[EXERCISE DATA]

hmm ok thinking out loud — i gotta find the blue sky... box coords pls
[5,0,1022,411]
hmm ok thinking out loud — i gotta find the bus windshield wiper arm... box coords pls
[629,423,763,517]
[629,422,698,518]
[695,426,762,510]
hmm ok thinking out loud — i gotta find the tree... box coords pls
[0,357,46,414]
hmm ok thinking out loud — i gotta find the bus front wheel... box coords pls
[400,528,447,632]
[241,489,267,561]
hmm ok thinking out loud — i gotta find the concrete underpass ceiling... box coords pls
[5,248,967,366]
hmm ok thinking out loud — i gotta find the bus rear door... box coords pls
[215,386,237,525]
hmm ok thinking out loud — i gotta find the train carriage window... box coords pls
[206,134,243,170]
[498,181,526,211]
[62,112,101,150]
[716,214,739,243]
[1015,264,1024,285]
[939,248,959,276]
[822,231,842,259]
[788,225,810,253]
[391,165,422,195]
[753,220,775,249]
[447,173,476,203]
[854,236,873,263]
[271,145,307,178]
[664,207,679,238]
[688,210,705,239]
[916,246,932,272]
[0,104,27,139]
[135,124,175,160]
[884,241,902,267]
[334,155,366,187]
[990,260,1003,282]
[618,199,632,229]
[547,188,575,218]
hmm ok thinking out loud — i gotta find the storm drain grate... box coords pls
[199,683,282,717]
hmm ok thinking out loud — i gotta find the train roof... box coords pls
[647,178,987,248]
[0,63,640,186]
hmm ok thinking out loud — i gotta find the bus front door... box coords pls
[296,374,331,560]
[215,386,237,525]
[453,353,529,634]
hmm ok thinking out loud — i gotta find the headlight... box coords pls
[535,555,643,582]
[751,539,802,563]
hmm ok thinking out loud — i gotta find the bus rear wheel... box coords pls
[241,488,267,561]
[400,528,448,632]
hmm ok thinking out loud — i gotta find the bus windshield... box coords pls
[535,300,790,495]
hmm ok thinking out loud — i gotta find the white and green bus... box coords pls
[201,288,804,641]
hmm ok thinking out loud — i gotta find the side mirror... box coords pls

[/EXERCISE DATA]

**WHAT YOU HAVE TO DO**
Every line of the data above belongs in the answer, unchanged.

**COMPLETED TASK**
hmm ok thinking out loud — i gotta find the blue sky... box coords pls
[5,0,1022,411]
hmm ok thinking out loud — i gotta find the bus windshield wiper arm... box coords pls
[629,423,763,517]
[629,422,698,518]
[695,426,762,510]
hmm ok thinking out loud — i gotta find the tree... box coords pls
[0,357,46,414]
hmm ok thinking out loud — i gotta find the bus front wheel... box coords pls
[400,528,447,632]
[241,489,267,561]
hmm ok thinking out loud — i gotta find the concrete underpass ceiling... box coords pls
[5,248,967,366]
hmm ok thinking out loud — i gotta find the bus rear door... box coords pls
[215,386,237,525]
hmm ok thinking out loud — i gotta find the train carriage window... box coords pls
[206,134,243,170]
[498,181,526,211]
[62,112,101,150]
[716,214,739,243]
[1015,264,1024,285]
[939,248,959,276]
[822,231,842,259]
[788,225,810,253]
[391,165,422,195]
[753,220,775,249]
[447,173,476,203]
[854,236,873,263]
[271,145,307,178]
[664,207,679,238]
[688,210,705,239]
[916,246,932,272]
[0,104,27,139]
[135,124,175,160]
[884,241,902,267]
[334,155,366,187]
[990,260,1003,282]
[618,199,632,229]
[547,188,575,218]
hmm ok thinking out loud — i gotta find the storm drain grate... box coords pls
[199,683,282,717]
hmm ok thinking out loud — i gotta find the train roof... box coords pls
[647,178,987,248]
[0,63,640,186]
hmm ok thinking out loud — i gotta find the bus front door... box coords pls
[296,374,331,560]
[215,386,237,525]
[453,353,529,634]
hmm ok thinking out loud — i gotta find the headlight... box coords pls
[535,555,643,582]
[751,539,802,563]
hmm ok thinking out loud — i gotta find the bus rear wheel... box coords pls
[241,488,267,561]
[400,528,448,632]
hmm ok thinking out loud — i gotta find the bus windshield... box coords pls
[535,300,790,495]
hmm ok thinking out loud — i gotta find the white and green bus... box coords pls
[201,288,804,641]
hmm ok thinking out loud — i gotta find the side mirror... box coords pls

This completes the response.